*** Begin section ***

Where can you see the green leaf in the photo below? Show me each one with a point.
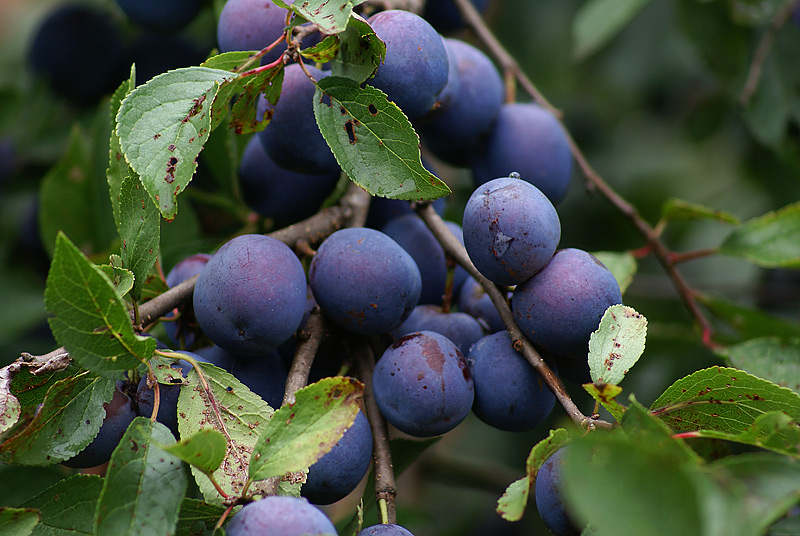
(162, 127)
(118, 167)
(324, 51)
(18, 521)
(750, 323)
(606, 395)
(139, 229)
(68, 420)
(771, 240)
(617, 344)
(722, 399)
(68, 506)
(772, 483)
(121, 278)
(622, 265)
(301, 433)
(90, 320)
(197, 518)
(678, 209)
(144, 485)
(770, 358)
(71, 199)
(772, 431)
(511, 506)
(360, 51)
(205, 450)
(232, 409)
(331, 17)
(598, 21)
(373, 141)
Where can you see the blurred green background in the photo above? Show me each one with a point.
(656, 111)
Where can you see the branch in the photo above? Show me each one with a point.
(661, 252)
(763, 49)
(454, 248)
(385, 486)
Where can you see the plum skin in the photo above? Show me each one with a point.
(511, 230)
(560, 306)
(339, 471)
(364, 281)
(280, 516)
(529, 140)
(549, 501)
(251, 295)
(422, 384)
(509, 393)
(415, 69)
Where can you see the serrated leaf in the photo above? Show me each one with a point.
(360, 51)
(678, 209)
(774, 431)
(121, 278)
(67, 422)
(770, 358)
(235, 411)
(750, 323)
(606, 394)
(18, 521)
(68, 506)
(162, 126)
(617, 344)
(511, 506)
(771, 240)
(622, 265)
(205, 450)
(301, 433)
(598, 21)
(197, 518)
(139, 229)
(373, 141)
(722, 399)
(144, 485)
(90, 320)
(772, 483)
(322, 52)
(118, 167)
(331, 17)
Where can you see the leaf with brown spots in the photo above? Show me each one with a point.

*** End section ***

__TO DO__
Excluding the images, copy all of the material above verbatim.

__SOLUTION TO THIS PROBLEM__
Where can you see the green leaf in the photo below? Show me each one with a point.
(162, 127)
(118, 167)
(324, 51)
(18, 521)
(750, 323)
(606, 395)
(139, 229)
(68, 420)
(771, 240)
(617, 344)
(722, 399)
(68, 506)
(772, 483)
(121, 278)
(622, 265)
(301, 433)
(90, 320)
(197, 518)
(678, 209)
(144, 485)
(770, 358)
(71, 199)
(772, 431)
(511, 506)
(360, 51)
(205, 450)
(232, 409)
(331, 17)
(598, 21)
(373, 141)
Where can you see the blurred green background in the photo above? Show me each one with a point.
(656, 111)
Where can you see the branch in the photo above? Show me each one with a point.
(661, 252)
(763, 49)
(454, 248)
(385, 486)
Where can you see the plum skin in the photo above? Show me each one with a point.
(511, 230)
(560, 306)
(339, 471)
(364, 281)
(280, 516)
(529, 140)
(549, 501)
(251, 295)
(422, 384)
(509, 393)
(415, 69)
Where can you see the serrated leaf in the photo above? Show me each one with a point.
(360, 51)
(678, 209)
(774, 431)
(121, 278)
(67, 422)
(770, 358)
(235, 411)
(750, 323)
(606, 394)
(18, 521)
(68, 506)
(162, 126)
(617, 344)
(511, 506)
(771, 240)
(622, 265)
(205, 450)
(301, 433)
(598, 21)
(197, 518)
(139, 229)
(373, 141)
(722, 399)
(144, 485)
(90, 320)
(772, 483)
(322, 52)
(118, 167)
(331, 17)
Where can you see the leaf with brown spots in the photo above? Show me each one with a point.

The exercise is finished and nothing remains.